(Referring expression pointing data)

# # #

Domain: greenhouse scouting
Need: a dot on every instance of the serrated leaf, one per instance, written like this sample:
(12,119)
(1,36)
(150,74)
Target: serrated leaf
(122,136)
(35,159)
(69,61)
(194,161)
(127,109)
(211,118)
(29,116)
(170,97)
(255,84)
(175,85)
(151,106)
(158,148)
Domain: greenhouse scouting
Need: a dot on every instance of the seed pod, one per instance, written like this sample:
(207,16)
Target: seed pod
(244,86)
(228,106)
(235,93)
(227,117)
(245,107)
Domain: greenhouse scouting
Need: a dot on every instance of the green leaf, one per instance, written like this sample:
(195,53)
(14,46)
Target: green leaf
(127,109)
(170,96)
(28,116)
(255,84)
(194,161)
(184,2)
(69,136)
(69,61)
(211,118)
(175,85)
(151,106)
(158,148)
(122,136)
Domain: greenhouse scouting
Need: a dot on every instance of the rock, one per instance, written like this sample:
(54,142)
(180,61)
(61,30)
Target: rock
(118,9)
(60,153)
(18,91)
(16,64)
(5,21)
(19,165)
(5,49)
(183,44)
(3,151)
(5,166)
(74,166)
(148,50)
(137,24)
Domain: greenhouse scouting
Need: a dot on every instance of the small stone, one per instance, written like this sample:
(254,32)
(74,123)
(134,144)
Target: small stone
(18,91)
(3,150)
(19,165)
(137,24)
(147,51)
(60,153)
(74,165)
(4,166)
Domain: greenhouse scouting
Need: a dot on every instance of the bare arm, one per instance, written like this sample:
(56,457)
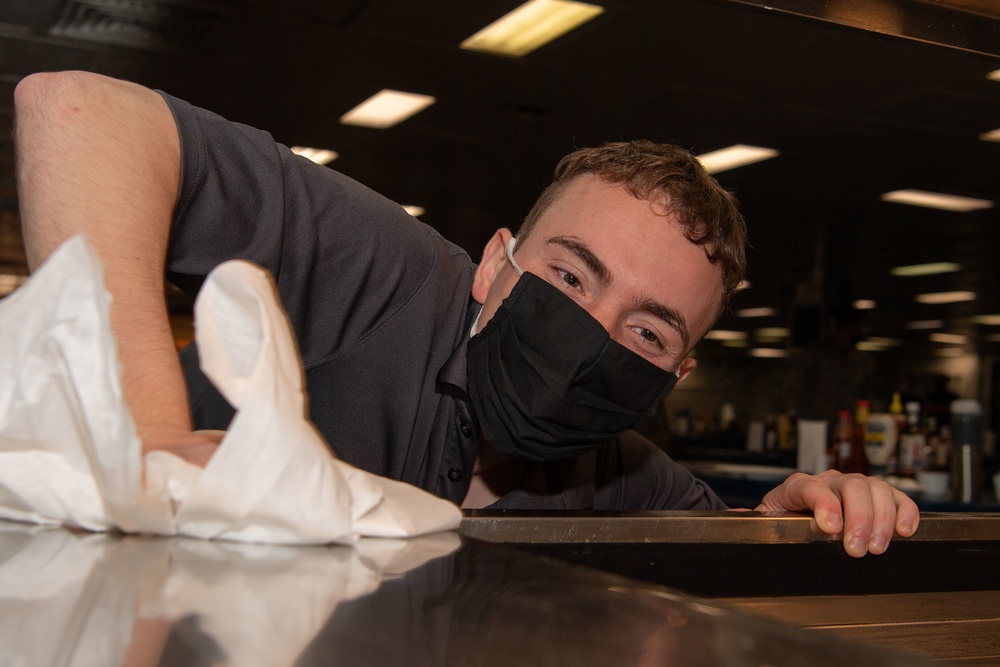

# # #

_EXERCISE DETAILS_
Drop the pictures, then write out only the lines running from the one containing "Need: a dot on every instance of the small" through the last line above, both included, exactly.

_FINAL ANSWER_
Need: a dot on every instance of the small stone, one per instance, written like this sample:
(254,32)
(74,123)
(134,144)
Target: small stone
(18,91)
(3,150)
(19,165)
(137,24)
(147,51)
(60,153)
(74,165)
(4,166)
Domain: greenhouse scouting
Need: a dot on every instance of the bare arm, one per instance, written like this sample:
(56,457)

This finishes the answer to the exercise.